_Dataset records:_
★ ★ ★ ★ ★ ★ ★
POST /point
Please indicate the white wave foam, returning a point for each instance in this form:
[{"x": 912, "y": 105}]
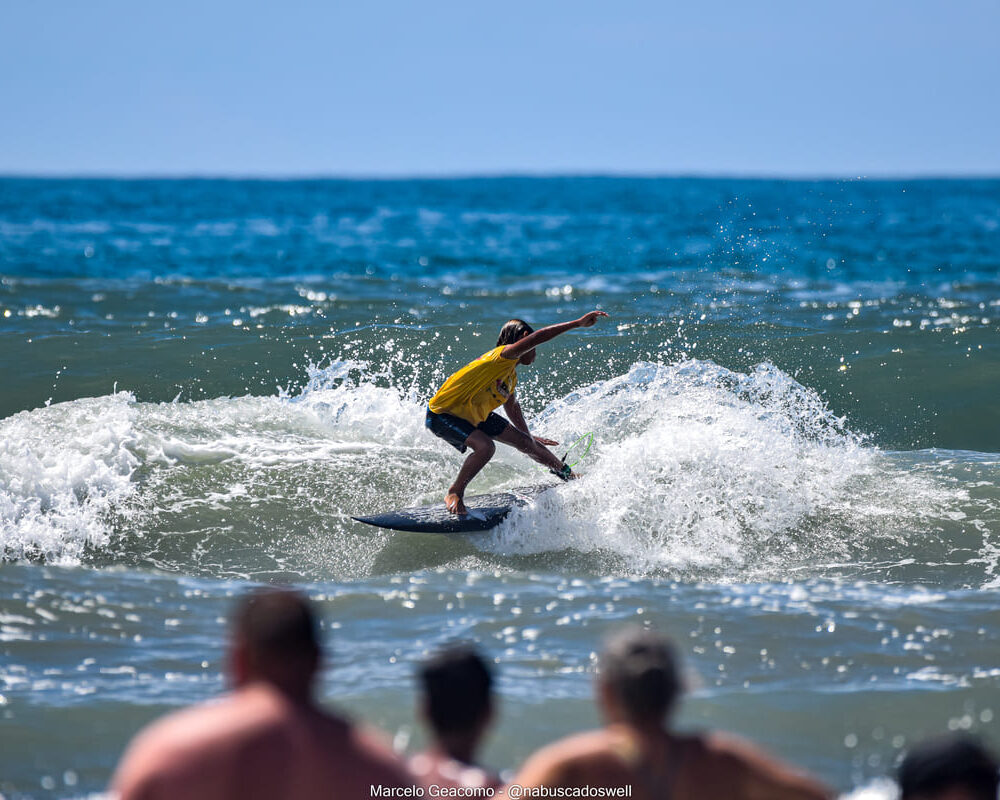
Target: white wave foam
[
  {"x": 62, "y": 470},
  {"x": 694, "y": 465}
]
★ ★ ★ ★ ★ ★ ★
Reproduce the listing with every occurrence of "white wave foam" replaced by "breaking surf" and all other text unchanged. Omit the pictures from the output.

_Task response:_
POST /point
Please indicate the breaking surf, returning a point for each instance in this form:
[{"x": 912, "y": 105}]
Target: breaking surf
[
  {"x": 62, "y": 470},
  {"x": 694, "y": 465}
]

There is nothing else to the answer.